(Available data)
>>>
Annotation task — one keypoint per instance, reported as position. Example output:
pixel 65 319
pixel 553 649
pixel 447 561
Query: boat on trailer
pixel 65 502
<<<
(What the task asks) Repeat all the lines above verbatim.

(Exercise output)
Annotation task — one keypoint per instance, reported as position. Example output:
pixel 65 319
pixel 553 649
pixel 447 561
Query: boat on trailer
pixel 65 502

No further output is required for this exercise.